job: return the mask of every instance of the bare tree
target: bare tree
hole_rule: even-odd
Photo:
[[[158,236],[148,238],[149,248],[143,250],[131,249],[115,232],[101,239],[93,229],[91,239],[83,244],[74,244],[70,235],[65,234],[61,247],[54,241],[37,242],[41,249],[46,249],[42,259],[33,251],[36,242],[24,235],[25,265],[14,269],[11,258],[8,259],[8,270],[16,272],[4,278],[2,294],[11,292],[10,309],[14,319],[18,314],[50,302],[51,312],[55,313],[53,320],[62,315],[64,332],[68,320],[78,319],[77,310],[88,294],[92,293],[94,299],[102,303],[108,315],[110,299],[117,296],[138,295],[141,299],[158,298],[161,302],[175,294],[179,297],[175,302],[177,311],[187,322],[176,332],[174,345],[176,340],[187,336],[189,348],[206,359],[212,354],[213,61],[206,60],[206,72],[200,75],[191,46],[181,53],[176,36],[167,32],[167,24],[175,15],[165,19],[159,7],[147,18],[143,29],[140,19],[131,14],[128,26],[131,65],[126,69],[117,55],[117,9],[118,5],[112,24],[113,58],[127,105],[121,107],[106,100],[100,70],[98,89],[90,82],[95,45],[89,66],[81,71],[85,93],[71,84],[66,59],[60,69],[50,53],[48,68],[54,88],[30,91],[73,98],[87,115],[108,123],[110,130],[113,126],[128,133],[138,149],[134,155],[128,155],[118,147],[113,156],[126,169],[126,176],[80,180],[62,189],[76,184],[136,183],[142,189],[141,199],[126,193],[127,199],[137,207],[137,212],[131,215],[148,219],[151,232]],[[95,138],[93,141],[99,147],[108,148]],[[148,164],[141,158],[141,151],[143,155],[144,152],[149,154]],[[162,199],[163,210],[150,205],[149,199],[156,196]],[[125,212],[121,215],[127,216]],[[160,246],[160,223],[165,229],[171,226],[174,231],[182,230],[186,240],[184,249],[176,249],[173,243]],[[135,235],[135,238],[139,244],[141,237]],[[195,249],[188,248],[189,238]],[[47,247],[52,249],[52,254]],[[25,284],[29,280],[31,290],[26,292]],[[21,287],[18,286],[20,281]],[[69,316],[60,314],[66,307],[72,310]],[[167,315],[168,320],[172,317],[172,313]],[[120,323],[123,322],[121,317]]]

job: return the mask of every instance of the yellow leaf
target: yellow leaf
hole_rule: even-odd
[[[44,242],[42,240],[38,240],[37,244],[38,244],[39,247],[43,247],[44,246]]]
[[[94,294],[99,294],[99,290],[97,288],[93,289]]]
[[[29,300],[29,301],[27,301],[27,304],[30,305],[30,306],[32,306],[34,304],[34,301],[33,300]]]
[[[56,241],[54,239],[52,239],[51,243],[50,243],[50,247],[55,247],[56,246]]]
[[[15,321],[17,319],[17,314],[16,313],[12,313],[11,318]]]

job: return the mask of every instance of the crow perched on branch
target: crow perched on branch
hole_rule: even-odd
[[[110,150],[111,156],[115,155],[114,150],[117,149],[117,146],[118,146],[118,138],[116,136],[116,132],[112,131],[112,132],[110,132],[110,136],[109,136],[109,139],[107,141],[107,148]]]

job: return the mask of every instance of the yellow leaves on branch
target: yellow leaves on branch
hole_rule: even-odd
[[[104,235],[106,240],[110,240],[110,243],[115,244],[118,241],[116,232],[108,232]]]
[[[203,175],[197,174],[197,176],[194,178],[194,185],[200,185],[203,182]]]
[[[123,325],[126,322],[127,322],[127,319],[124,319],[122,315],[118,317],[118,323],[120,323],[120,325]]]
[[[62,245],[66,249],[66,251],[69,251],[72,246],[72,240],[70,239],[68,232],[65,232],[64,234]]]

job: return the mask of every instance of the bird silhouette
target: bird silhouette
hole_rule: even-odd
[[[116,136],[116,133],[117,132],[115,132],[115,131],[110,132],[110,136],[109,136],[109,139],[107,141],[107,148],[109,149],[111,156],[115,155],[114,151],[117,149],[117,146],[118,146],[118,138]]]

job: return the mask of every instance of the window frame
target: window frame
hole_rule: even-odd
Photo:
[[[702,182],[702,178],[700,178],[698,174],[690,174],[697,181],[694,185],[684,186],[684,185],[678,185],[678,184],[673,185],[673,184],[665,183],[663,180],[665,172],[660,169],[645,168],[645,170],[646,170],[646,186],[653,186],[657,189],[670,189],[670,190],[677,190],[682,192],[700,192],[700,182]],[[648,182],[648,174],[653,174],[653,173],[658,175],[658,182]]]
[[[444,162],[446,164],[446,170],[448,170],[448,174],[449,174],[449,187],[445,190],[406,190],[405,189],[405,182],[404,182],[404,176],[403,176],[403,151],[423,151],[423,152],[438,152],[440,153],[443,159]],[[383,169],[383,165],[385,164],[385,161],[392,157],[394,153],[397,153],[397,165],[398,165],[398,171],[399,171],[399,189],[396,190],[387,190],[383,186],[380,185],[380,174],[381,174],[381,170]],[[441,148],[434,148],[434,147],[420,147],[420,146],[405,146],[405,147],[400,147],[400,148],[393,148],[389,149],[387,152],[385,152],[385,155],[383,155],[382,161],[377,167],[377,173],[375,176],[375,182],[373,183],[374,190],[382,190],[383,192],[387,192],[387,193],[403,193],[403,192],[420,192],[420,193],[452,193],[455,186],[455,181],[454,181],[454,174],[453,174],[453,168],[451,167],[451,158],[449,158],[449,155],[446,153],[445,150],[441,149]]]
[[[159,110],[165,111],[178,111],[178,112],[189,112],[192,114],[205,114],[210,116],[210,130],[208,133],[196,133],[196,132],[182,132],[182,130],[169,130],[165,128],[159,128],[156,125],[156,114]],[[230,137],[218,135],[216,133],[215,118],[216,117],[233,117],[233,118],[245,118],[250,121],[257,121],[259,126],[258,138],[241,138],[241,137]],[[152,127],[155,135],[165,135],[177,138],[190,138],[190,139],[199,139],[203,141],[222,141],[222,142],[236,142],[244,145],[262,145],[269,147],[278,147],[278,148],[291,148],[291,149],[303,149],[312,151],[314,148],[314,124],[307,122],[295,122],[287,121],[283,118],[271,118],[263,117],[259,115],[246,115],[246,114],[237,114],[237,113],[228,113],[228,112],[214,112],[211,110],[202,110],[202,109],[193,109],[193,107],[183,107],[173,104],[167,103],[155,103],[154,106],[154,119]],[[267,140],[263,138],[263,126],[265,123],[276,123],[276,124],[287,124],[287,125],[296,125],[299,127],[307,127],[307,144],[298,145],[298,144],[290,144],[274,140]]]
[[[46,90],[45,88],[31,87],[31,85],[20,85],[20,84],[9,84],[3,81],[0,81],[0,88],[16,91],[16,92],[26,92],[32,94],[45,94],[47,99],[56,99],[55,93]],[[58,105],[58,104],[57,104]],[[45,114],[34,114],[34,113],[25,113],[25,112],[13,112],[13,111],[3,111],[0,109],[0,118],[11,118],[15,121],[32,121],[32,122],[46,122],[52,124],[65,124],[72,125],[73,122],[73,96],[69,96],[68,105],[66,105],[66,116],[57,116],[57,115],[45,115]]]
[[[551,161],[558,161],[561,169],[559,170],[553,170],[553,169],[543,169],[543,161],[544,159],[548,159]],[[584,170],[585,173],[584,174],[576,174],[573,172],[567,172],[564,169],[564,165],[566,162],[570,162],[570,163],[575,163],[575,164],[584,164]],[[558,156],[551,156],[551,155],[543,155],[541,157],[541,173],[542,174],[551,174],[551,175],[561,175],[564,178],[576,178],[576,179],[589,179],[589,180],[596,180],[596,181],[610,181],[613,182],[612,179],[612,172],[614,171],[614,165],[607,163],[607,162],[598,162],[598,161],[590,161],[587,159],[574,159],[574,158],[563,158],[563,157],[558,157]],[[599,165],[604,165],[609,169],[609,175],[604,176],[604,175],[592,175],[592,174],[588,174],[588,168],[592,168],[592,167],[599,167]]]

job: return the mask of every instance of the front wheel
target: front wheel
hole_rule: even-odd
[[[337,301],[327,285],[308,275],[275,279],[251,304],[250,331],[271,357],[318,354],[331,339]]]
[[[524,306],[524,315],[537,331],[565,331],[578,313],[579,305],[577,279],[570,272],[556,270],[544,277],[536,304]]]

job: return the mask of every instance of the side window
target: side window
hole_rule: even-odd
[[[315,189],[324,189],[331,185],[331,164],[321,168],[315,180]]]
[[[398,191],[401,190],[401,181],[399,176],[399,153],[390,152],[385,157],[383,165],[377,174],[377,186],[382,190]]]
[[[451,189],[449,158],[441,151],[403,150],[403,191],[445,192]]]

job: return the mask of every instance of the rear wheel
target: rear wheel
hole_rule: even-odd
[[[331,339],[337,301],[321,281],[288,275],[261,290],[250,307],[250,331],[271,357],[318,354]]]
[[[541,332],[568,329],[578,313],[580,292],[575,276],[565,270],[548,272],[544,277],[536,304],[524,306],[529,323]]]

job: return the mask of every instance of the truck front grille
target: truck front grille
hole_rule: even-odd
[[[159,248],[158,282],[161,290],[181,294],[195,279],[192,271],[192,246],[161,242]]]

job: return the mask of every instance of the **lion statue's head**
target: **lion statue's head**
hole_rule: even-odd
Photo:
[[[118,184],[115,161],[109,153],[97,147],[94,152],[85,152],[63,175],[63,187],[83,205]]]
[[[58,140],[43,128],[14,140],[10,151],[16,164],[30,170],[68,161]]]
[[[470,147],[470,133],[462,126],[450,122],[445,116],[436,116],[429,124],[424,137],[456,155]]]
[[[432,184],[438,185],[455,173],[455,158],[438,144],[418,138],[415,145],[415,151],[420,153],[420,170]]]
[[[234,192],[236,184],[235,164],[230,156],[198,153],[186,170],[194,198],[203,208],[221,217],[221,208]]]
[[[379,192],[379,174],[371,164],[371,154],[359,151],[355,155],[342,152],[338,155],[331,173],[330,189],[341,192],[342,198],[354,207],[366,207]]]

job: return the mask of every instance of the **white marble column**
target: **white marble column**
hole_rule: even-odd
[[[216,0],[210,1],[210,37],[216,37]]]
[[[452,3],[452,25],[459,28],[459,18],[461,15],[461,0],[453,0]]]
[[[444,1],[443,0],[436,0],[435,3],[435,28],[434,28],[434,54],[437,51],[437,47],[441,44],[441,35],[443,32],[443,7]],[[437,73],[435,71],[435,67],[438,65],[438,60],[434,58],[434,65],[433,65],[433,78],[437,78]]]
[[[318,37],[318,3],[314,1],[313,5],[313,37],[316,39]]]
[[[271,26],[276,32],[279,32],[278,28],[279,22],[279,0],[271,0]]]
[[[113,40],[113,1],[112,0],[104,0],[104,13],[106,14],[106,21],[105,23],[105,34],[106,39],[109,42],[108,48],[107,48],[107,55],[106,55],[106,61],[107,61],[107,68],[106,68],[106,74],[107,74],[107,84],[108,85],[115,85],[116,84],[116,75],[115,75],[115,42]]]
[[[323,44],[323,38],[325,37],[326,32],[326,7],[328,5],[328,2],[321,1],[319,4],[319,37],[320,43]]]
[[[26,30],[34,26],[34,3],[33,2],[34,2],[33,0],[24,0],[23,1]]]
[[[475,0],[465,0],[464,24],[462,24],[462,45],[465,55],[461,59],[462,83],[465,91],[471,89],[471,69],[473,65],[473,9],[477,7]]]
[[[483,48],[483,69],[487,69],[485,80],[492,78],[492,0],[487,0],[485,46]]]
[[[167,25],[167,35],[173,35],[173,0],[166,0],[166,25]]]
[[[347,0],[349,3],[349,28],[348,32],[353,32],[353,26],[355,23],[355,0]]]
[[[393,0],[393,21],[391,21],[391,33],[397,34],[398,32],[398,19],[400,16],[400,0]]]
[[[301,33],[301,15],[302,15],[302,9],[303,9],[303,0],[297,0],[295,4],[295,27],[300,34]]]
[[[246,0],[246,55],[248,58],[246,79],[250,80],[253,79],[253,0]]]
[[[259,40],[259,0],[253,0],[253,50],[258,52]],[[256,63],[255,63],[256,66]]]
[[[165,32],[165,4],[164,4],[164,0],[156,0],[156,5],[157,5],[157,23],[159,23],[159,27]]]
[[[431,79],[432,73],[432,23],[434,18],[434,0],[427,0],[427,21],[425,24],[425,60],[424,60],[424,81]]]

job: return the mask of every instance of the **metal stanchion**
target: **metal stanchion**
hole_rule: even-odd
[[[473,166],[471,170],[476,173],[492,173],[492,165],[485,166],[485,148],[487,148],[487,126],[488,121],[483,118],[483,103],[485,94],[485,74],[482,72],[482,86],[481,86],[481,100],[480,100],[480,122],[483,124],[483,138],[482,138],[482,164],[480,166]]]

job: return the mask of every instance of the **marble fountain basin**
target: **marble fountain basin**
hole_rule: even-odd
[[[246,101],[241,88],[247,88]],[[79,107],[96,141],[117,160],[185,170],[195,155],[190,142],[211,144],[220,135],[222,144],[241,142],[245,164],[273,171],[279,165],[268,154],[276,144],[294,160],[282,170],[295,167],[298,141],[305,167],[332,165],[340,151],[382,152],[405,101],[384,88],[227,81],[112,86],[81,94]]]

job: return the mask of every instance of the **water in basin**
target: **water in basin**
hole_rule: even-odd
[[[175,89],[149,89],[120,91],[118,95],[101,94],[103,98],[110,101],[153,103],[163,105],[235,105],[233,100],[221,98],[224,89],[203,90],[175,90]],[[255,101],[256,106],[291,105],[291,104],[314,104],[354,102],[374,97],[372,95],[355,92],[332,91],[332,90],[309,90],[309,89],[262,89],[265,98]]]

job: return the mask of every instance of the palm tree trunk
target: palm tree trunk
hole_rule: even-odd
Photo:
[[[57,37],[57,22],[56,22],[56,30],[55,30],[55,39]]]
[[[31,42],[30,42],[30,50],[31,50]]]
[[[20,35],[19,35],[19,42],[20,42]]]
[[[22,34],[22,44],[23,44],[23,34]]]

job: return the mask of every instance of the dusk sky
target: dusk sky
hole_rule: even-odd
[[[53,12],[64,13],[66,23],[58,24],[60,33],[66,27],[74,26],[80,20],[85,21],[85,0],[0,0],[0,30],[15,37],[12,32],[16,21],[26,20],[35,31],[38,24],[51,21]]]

== WORK TO COMPLETE ==
Rescale the lines from the one that has "job: return the mask of every instance of the dusk" through the end of the records. Write every line out again with the requests kept, and multiply each outline coordinate in the answers by 0.45, rounding to the nearest whole number with halves going up.

== EXERCISE ANSWER ==
job: return the mask of every instance of the dusk sky
target: dusk sky
hole_rule: even-odd
[[[24,5],[29,6],[30,10],[26,11],[27,15],[30,12],[33,12],[36,9],[38,9],[38,0],[0,0],[0,14],[7,17],[5,14],[7,9],[12,9],[16,14],[17,11],[23,9]]]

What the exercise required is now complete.